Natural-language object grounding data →
-------

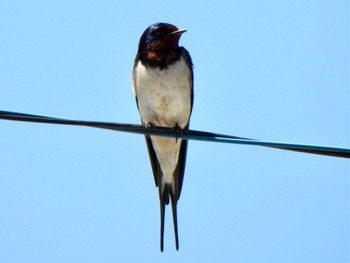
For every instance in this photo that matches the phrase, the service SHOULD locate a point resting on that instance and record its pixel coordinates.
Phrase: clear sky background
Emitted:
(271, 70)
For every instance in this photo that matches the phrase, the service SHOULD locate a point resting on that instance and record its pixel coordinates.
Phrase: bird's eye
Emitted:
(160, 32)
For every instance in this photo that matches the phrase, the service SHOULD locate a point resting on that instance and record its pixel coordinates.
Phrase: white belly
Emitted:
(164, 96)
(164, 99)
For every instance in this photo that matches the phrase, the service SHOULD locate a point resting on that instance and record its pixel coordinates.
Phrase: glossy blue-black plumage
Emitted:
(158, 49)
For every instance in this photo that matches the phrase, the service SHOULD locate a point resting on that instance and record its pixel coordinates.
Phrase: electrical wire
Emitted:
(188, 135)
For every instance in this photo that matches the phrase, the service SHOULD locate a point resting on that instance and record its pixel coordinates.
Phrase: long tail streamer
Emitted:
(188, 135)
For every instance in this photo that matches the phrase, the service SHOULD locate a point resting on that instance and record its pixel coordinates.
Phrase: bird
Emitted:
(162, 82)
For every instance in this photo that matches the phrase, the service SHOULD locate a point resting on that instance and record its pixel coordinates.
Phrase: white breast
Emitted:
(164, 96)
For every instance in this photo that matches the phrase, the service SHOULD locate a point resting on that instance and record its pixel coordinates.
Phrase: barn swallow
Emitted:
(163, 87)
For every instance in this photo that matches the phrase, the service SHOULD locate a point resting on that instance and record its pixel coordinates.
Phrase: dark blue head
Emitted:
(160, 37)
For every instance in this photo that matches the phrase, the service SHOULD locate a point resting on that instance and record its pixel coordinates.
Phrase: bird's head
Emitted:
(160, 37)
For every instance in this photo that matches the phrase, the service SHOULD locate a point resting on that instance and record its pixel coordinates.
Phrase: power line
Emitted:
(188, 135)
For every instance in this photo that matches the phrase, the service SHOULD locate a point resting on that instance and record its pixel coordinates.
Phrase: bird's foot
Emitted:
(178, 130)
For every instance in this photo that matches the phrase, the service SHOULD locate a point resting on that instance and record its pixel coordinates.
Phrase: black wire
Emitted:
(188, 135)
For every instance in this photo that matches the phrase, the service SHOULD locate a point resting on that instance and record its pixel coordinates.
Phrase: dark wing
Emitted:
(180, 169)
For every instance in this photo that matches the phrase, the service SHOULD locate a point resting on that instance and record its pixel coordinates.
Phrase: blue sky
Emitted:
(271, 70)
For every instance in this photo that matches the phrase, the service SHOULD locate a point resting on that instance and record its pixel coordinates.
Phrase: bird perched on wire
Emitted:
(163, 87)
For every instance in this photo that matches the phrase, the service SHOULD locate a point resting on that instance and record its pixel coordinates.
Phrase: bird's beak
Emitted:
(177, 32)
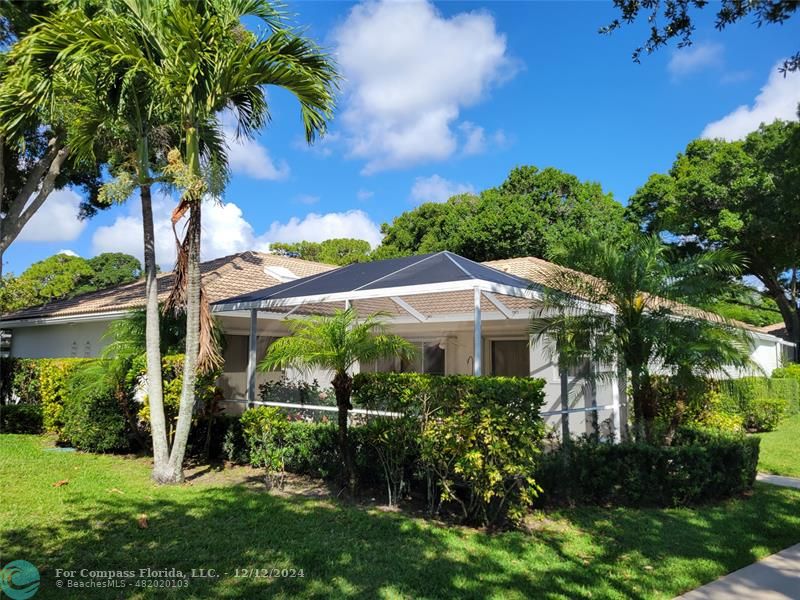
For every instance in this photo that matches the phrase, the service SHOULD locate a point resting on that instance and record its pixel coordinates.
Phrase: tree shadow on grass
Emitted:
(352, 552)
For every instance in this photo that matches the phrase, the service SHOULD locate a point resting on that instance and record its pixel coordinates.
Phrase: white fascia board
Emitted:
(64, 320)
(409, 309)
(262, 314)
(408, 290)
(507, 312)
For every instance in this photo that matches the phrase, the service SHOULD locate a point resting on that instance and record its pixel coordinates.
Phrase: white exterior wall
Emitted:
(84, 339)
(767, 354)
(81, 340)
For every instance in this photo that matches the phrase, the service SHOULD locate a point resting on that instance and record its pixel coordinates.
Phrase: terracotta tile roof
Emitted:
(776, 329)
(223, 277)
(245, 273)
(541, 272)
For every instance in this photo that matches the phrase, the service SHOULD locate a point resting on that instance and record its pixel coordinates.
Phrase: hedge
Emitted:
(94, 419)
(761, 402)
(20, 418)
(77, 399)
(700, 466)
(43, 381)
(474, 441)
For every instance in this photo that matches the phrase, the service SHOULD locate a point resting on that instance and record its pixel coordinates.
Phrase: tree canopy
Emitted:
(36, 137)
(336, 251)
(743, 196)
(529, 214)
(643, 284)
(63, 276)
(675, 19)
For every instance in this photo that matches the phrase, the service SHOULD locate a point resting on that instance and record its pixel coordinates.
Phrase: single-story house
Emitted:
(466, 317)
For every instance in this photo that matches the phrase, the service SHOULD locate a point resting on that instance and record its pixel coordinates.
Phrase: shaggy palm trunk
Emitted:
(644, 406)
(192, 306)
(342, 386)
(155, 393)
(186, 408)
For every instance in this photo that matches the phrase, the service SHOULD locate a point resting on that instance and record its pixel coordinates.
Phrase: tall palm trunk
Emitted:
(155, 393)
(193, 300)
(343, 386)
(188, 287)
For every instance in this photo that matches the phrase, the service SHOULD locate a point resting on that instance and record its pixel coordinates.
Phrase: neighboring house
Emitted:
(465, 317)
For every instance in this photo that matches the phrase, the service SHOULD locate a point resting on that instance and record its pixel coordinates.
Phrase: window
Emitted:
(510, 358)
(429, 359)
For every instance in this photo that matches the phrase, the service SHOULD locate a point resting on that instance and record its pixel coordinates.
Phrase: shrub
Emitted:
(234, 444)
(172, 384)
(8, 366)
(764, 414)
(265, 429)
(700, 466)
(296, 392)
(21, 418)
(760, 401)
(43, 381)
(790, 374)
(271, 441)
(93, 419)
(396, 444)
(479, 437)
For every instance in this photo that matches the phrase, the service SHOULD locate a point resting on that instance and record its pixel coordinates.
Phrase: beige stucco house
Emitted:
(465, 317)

-------

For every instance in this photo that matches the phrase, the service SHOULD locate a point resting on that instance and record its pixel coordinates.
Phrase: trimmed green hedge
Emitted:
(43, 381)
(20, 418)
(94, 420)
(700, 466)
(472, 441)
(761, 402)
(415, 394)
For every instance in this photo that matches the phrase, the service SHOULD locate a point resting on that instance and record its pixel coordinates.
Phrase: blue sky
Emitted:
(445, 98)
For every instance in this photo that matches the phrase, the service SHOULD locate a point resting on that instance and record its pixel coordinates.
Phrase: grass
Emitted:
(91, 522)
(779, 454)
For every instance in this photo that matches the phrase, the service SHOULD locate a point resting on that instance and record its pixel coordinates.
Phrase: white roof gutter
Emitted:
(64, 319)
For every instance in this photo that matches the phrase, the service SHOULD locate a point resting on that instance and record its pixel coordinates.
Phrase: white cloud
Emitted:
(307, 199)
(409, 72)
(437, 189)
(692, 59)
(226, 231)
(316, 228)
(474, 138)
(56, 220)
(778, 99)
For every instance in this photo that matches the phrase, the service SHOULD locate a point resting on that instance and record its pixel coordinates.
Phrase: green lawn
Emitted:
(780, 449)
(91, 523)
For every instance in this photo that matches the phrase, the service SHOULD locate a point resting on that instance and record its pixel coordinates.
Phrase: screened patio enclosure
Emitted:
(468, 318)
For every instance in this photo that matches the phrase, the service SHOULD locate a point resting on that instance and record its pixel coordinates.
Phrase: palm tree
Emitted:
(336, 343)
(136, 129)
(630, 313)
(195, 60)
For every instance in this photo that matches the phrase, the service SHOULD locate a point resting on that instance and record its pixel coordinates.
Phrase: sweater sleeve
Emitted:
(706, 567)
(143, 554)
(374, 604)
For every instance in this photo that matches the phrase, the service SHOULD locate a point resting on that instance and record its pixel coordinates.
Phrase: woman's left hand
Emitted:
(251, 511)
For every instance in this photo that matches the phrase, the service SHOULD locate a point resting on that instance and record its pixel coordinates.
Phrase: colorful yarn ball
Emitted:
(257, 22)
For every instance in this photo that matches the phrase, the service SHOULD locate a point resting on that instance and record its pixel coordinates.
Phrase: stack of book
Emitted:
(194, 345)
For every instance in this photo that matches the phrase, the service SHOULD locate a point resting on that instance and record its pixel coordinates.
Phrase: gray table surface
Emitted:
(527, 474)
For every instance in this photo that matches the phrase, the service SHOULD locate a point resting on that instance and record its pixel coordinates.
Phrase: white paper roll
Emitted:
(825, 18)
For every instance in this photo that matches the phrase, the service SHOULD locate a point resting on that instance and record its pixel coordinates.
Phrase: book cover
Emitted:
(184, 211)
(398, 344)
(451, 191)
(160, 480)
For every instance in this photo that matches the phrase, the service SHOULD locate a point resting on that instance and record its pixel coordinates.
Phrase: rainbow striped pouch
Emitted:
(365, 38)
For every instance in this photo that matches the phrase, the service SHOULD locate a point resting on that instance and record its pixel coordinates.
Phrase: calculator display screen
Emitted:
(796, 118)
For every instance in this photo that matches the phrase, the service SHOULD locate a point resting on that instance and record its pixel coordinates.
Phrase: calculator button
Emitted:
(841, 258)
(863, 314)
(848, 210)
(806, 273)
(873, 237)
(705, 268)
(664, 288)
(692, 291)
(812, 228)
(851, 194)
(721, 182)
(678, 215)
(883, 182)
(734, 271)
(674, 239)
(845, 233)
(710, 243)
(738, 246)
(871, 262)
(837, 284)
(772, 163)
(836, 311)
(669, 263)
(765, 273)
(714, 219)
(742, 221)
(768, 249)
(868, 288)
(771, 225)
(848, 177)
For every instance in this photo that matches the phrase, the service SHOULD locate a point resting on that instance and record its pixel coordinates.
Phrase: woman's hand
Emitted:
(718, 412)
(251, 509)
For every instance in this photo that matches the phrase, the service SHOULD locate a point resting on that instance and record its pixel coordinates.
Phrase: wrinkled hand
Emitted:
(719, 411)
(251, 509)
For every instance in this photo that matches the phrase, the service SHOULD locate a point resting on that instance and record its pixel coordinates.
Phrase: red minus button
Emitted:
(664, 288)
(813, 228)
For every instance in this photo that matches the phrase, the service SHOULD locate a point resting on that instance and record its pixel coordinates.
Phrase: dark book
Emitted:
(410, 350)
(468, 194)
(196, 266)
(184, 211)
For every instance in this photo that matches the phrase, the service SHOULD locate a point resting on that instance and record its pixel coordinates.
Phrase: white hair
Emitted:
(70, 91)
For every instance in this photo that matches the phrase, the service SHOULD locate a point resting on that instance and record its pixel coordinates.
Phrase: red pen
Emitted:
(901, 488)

-------

Go through the records above and return each line in which the word "button" occurs.

TASK RESULT →
Phrase: calculator button
Phrase: red minus button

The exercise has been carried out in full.